(Coordinate annotation records)
>> Start

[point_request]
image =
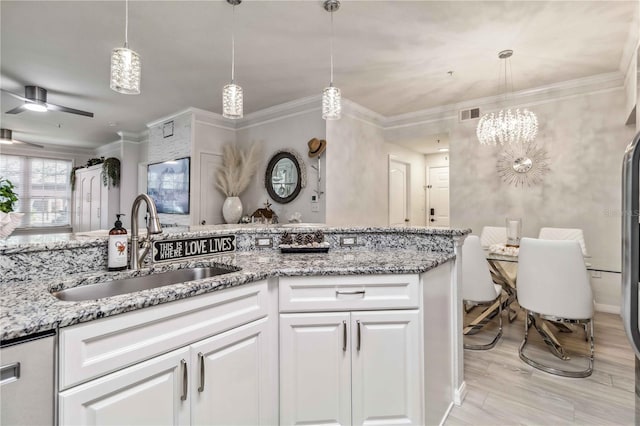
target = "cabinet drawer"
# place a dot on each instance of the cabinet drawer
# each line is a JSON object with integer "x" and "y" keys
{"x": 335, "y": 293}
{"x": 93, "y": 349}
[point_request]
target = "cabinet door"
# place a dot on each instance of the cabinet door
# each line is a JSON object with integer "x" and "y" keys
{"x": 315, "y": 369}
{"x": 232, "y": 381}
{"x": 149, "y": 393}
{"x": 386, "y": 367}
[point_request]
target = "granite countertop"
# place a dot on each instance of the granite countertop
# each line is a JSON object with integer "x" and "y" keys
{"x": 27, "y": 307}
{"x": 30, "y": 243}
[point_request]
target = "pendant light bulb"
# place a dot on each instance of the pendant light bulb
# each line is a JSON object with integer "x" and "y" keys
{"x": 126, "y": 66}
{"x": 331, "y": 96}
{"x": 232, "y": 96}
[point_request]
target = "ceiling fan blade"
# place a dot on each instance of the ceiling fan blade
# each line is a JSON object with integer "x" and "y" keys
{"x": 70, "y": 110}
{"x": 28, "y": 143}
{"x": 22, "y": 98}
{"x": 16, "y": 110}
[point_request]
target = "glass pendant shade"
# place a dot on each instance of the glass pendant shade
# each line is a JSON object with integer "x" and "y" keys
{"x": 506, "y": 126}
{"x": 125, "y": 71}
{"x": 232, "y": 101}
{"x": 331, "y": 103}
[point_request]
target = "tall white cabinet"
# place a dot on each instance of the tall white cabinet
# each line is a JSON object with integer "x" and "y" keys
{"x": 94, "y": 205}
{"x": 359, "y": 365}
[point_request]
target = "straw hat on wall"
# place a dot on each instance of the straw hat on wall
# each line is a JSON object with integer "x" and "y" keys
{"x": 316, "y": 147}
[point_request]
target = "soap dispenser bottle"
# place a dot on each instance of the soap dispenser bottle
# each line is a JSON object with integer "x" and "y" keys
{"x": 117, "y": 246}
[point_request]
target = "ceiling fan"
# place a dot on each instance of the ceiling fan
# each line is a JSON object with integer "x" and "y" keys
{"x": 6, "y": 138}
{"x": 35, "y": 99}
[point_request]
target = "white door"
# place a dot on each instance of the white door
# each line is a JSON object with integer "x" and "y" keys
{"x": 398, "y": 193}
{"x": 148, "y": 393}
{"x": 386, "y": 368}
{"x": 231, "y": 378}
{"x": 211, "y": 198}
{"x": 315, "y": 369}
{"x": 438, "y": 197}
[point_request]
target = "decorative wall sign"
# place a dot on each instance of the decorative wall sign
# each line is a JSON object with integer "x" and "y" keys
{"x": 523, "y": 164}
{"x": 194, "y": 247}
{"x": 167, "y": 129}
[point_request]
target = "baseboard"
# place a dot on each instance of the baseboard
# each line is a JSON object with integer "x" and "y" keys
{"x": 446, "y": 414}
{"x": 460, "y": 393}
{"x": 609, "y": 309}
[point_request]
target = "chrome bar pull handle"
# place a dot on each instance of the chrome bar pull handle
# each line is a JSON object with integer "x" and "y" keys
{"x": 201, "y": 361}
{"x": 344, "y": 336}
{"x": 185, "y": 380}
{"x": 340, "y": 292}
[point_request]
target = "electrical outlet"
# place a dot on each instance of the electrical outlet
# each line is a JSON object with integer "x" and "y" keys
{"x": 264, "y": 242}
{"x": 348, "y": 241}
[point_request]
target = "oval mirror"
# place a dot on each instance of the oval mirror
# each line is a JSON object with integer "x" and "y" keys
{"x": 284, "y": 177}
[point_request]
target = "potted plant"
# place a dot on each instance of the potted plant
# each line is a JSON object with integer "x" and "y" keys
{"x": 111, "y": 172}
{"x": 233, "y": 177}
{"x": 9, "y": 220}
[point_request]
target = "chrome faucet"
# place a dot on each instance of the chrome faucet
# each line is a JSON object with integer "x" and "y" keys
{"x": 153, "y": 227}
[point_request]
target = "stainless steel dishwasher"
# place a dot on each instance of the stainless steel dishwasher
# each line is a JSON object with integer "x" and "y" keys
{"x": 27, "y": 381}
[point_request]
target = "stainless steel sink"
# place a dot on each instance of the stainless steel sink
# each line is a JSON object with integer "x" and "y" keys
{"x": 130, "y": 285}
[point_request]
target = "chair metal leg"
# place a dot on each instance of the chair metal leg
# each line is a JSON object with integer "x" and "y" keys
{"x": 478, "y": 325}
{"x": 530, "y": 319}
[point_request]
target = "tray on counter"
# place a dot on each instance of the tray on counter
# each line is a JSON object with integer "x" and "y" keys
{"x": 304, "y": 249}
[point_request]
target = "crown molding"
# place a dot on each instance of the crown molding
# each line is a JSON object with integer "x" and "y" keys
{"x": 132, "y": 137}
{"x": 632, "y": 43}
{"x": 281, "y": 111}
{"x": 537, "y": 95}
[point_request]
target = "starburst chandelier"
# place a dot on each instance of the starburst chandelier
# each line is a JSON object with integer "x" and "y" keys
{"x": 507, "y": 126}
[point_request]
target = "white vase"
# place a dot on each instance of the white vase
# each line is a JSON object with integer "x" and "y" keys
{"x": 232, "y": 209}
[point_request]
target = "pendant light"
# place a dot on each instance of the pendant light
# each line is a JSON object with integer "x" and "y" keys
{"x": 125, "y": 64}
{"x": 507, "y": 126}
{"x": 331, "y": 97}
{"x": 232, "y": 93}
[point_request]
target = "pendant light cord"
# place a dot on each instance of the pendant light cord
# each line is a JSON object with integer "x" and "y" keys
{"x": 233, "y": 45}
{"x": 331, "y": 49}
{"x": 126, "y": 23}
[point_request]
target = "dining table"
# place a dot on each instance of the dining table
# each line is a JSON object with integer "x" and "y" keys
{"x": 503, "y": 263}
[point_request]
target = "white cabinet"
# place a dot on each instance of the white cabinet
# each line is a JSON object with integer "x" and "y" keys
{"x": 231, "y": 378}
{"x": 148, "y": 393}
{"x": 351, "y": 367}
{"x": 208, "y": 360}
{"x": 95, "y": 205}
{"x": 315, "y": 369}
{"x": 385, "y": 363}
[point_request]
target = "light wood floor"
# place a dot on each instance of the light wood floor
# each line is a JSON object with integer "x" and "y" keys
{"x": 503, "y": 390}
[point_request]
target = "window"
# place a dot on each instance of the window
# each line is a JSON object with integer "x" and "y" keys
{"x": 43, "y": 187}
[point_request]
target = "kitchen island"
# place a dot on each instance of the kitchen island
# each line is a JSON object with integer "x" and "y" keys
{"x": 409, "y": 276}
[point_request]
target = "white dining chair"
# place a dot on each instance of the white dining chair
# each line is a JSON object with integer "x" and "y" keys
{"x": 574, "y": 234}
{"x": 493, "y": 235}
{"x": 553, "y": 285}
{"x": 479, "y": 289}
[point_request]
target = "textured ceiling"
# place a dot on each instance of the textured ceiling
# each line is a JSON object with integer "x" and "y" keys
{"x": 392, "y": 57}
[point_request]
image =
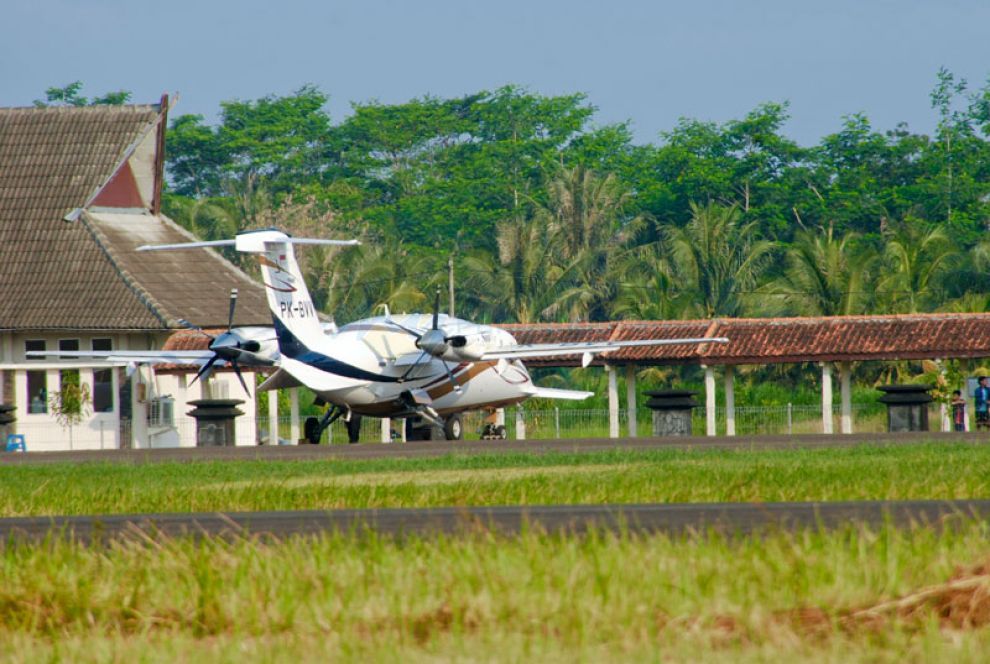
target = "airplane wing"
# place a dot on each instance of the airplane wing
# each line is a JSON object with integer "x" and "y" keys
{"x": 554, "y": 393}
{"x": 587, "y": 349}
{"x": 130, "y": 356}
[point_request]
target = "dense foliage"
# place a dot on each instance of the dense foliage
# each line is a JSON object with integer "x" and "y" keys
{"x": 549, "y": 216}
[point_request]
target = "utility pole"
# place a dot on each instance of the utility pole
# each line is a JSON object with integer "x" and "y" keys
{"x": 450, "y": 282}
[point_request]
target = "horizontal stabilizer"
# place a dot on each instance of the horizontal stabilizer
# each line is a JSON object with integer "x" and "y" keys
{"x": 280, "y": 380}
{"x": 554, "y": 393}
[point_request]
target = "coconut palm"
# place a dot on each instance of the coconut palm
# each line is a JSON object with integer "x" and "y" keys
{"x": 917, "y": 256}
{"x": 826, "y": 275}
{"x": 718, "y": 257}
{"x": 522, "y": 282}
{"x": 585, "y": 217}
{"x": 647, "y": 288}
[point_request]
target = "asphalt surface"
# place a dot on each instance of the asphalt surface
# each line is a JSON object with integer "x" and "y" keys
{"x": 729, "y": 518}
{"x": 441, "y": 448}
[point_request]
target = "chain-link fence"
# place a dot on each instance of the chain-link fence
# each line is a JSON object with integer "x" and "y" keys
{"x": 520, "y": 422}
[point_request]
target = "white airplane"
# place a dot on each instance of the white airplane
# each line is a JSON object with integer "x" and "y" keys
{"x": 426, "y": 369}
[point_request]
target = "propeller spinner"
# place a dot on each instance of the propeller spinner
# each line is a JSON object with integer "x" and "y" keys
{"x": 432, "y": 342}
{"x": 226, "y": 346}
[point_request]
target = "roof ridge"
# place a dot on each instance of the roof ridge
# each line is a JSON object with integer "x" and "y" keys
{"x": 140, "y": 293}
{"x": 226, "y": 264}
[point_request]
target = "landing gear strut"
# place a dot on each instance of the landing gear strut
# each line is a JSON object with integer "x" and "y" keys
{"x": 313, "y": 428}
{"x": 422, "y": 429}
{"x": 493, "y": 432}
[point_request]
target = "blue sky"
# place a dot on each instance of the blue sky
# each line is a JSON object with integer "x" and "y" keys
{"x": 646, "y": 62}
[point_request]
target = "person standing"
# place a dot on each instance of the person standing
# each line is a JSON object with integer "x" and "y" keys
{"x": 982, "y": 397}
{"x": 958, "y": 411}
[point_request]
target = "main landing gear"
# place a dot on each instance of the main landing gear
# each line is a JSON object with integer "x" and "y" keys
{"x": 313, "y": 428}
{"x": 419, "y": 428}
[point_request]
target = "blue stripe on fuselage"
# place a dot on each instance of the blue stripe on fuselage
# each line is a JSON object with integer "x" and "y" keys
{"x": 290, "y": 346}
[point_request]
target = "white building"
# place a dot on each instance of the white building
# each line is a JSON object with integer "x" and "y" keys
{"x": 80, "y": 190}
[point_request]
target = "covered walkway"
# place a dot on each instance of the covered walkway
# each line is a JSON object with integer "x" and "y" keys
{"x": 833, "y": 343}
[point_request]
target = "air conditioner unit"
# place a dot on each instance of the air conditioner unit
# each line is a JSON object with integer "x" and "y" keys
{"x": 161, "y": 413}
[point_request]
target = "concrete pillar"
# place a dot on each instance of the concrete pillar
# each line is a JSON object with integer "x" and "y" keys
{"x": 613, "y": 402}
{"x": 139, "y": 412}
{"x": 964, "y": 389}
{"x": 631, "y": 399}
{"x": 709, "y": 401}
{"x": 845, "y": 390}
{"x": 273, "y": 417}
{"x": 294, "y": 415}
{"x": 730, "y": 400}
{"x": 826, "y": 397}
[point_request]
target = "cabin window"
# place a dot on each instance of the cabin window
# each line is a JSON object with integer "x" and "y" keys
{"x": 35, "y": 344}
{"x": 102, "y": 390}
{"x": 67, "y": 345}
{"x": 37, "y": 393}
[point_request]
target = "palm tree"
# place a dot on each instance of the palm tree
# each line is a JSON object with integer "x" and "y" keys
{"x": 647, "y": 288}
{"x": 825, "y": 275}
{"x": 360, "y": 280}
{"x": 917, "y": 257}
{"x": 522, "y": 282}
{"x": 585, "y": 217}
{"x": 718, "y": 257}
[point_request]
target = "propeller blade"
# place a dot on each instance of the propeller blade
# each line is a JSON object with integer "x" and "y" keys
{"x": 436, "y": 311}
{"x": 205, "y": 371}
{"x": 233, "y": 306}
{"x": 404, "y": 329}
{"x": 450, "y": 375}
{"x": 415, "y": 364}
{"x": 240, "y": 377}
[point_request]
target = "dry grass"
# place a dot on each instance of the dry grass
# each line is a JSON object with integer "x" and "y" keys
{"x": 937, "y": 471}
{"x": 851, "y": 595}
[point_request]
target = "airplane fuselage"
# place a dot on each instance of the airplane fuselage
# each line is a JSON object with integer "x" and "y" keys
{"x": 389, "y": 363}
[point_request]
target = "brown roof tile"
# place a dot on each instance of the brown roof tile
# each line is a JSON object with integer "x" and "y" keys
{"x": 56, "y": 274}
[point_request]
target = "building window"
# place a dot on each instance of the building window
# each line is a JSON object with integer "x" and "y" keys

>> End

**Given task:** Return every line of the items above that contains the string "sign", matching case exactly.

**Result below:**
target = "decorative wall sign"
# place a dot on each instance of the decorative wall sign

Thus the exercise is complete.